__Exercise aim__
Can you restate the stretch of the Galatians piece from "This situation was" through "their new-found faith.", swapping "scriptures" for "sacred writings"?

__Source document__
==*==

Jesus has done it all

INDEX

In Galatians, chapter two, we read about Paul’s visit to James, Peter and John in Jerusalem to discuss the problem of Jewish teachers coming to the newly-established Gentile church and claiming that becoming a believer by grace through faith is not enough. They insisted that there had to be more: in this case, that you could only become a believer by keeping the law as well, including circumcision. These "Judaisers", as Paul called them, had gone to every place - certainly in the province of Galatia - and we know that they had also gone to Antioch and caused confusion amongst the new believers there.

This situation was very close to Paul’s heart because he had recently returned with Barnabas and others from his first "missionary journey". This included time in Galatia. (We know about his visits to Lystra, Derbe and Iconium from Acts, chapter fourteen.) They had established churches in these places and given the new believers a firm grounding, by teaching them that salvation from sin was possible only through faith in Jesus Christ. The new believers learned more about Him through reading their scriptures, what we now call the "Old Testament", especially the law of Moses and the prophetic writings. Also through their personal experience of the Holy Spirit working in and through their lives, which had been completely changed by their new-found faith.

A problem with false teaching

Suddenly, Paul was receiving reports back from these new churches that disturbed him immensely and caused him to question (and be questioned on) what he had taught them. In his own mind, Paul was convinced that what he had passed on to them was exactly what he had received from Jesus Himself (during the "time-out" that he took in Arabia - Galatians 1:17). He wanted to eliminate any nagging doubts about his own teaching and, eventually, to find time to go back and repair the damage.

==*==

__Information supplied__

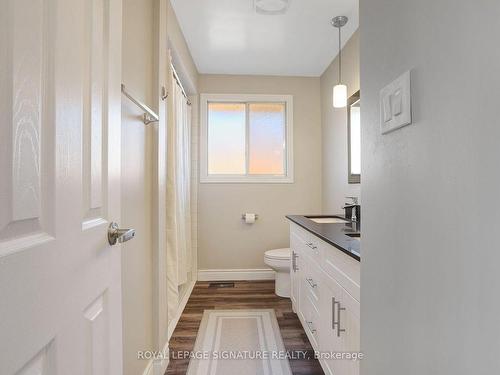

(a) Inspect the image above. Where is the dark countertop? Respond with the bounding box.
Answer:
[286,215,361,261]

==*==

__Solution__
This situation was very close to Paul’s heart because he had recently returned with Barnabas and others from his first "missionary journey". This included time in Galatia. (We know about his visits to Lystra, Derbe and Iconium from Acts, chapter fourteen.) They had established churches in these places and given the new believers a firm grounding, by teaching them that salvation from sin was possible only through faith in Jesus Christ. The new believers learned more about Him through reading their sacred writings, what we now call the "Old Testament", especially the law of Moses and the prophetic writings. Also through their personal experience of the Holy Spirit working in and through their lives, which had been completely changed by their new-found faith.